#### RECORDED INFORMATION
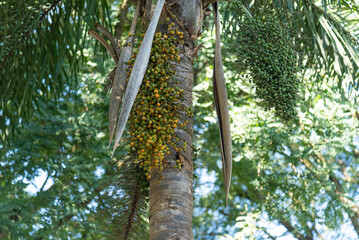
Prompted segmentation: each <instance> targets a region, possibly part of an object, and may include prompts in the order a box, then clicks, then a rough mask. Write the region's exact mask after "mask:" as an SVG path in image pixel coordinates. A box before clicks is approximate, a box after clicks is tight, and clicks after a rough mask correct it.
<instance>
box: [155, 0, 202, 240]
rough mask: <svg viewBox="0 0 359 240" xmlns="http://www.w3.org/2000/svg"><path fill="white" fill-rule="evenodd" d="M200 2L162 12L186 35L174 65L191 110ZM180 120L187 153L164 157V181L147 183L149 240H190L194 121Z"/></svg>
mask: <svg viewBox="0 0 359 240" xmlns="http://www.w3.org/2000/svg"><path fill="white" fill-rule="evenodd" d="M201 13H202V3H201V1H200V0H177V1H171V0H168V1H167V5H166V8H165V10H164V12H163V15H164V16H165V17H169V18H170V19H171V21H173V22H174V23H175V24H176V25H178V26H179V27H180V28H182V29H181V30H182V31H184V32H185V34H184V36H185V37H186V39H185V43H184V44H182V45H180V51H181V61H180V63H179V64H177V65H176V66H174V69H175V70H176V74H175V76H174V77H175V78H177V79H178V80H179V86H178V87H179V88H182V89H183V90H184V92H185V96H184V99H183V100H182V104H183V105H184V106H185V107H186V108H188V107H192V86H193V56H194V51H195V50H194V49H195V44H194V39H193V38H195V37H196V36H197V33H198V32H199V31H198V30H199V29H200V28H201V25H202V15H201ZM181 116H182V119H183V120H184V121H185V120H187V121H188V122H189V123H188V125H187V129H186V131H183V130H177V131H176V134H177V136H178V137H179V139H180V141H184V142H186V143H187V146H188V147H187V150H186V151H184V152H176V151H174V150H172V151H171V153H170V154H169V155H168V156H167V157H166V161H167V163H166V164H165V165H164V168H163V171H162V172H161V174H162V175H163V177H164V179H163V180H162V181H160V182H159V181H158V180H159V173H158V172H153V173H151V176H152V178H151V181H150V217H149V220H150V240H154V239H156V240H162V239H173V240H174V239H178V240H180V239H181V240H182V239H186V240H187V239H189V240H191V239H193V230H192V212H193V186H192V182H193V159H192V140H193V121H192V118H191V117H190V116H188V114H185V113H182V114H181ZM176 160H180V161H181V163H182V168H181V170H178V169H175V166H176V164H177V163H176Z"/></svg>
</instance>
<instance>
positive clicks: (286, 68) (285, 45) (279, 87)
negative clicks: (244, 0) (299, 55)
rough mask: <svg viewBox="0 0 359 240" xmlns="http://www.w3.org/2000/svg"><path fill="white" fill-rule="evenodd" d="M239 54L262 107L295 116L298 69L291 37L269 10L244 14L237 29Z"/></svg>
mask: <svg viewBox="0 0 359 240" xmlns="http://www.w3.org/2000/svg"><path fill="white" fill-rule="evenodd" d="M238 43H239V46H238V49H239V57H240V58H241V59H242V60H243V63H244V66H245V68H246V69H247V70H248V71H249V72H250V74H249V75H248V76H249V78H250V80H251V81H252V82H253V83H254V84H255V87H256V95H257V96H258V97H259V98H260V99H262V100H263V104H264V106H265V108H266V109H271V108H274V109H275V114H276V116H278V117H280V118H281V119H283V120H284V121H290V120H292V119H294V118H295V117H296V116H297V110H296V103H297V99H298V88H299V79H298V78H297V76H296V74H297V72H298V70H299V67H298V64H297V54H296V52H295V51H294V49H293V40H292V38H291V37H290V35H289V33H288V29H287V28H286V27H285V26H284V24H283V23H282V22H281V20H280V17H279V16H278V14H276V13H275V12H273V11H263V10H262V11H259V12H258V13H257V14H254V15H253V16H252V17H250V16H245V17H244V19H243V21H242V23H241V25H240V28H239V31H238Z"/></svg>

#### WORK INSTRUCTIONS
Your answer must be the records exactly as they stand, with no pictures in it.

#### RESPONSE TO THE TASK
Prompted segmentation: each <instance> targets a region, possibly part of an object, and may include prompts in the order a box, then clicks, then a rough mask. Write the region's exact mask after "mask:" as an SVG path in image pixel coordinates. A box before clicks is approximate, a box after clicks is tight, and clicks after a rough mask correct it.
<instance>
box: [155, 0, 202, 240]
rough mask: <svg viewBox="0 0 359 240" xmlns="http://www.w3.org/2000/svg"><path fill="white" fill-rule="evenodd" d="M200 2L162 12L186 35L174 65L191 110ZM180 120L187 153L164 157V181L147 183L149 240H190L194 121Z"/></svg>
mask: <svg viewBox="0 0 359 240" xmlns="http://www.w3.org/2000/svg"><path fill="white" fill-rule="evenodd" d="M201 13H202V3H201V1H200V0H177V1H171V0H168V1H167V5H166V8H165V10H164V12H163V15H164V16H165V17H169V18H170V19H171V21H173V22H174V23H175V24H176V25H178V26H179V27H180V28H182V29H181V30H182V31H184V32H185V34H184V36H185V37H186V39H185V43H184V44H182V45H180V51H181V61H180V63H179V64H177V65H176V66H174V69H175V70H176V74H175V76H174V77H175V78H177V79H178V80H179V86H178V87H179V88H182V89H183V90H184V92H185V96H184V99H183V100H182V104H183V105H184V106H185V107H186V108H188V107H192V86H193V56H194V51H195V50H194V49H195V44H194V39H193V38H195V37H196V36H197V33H198V32H199V31H198V30H199V29H200V28H201V25H202V15H201ZM181 116H182V119H183V120H184V121H185V120H187V121H188V122H189V123H188V125H187V129H186V131H183V130H177V131H176V134H177V136H178V137H179V139H180V141H184V142H186V143H187V146H188V147H187V150H186V151H184V152H176V151H174V150H172V151H171V153H170V154H169V155H168V156H167V157H166V161H167V163H166V164H165V165H164V168H163V171H162V172H161V174H162V175H163V177H164V179H163V180H162V181H160V182H159V181H158V180H159V173H158V172H153V173H151V176H152V178H151V181H150V217H149V220H150V240H154V239H156V240H162V239H173V240H174V239H178V240H180V239H181V240H182V239H186V240H187V239H189V240H191V239H193V230H192V212H193V186H192V182H193V159H192V140H193V121H192V118H191V117H190V116H188V114H185V113H182V114H181ZM176 160H180V161H181V163H182V168H181V170H178V169H175V166H176V164H177V163H176Z"/></svg>
</instance>
<instance>
positive clicks: (286, 68) (285, 45) (279, 87)
negative clicks: (244, 0) (299, 55)
rough mask: <svg viewBox="0 0 359 240" xmlns="http://www.w3.org/2000/svg"><path fill="white" fill-rule="evenodd" d="M239 54L262 107L295 116L298 69L291 37L269 10L244 14L237 29Z"/></svg>
mask: <svg viewBox="0 0 359 240" xmlns="http://www.w3.org/2000/svg"><path fill="white" fill-rule="evenodd" d="M238 43H239V46H238V49H239V57H240V58H241V59H242V60H243V63H244V66H245V68H246V69H247V70H248V71H249V72H250V74H249V75H248V76H249V78H250V80H251V81H252V82H253V83H254V84H255V87H256V95H257V96H258V97H259V98H260V99H262V100H263V104H264V106H265V108H266V109H271V108H274V109H275V114H276V116H278V117H280V118H281V119H283V120H284V121H290V120H292V119H294V118H295V117H296V116H297V110H296V103H297V99H298V88H299V79H298V78H297V76H296V74H297V72H298V70H299V67H298V64H297V54H296V52H295V51H294V49H293V40H292V38H291V37H290V35H289V33H288V29H287V28H286V27H285V26H284V24H283V23H282V22H281V20H280V17H279V16H278V14H276V13H275V12H273V11H263V10H262V11H259V12H258V13H257V14H254V15H253V16H252V17H250V16H245V17H244V19H243V21H242V23H241V25H240V28H239V31H238Z"/></svg>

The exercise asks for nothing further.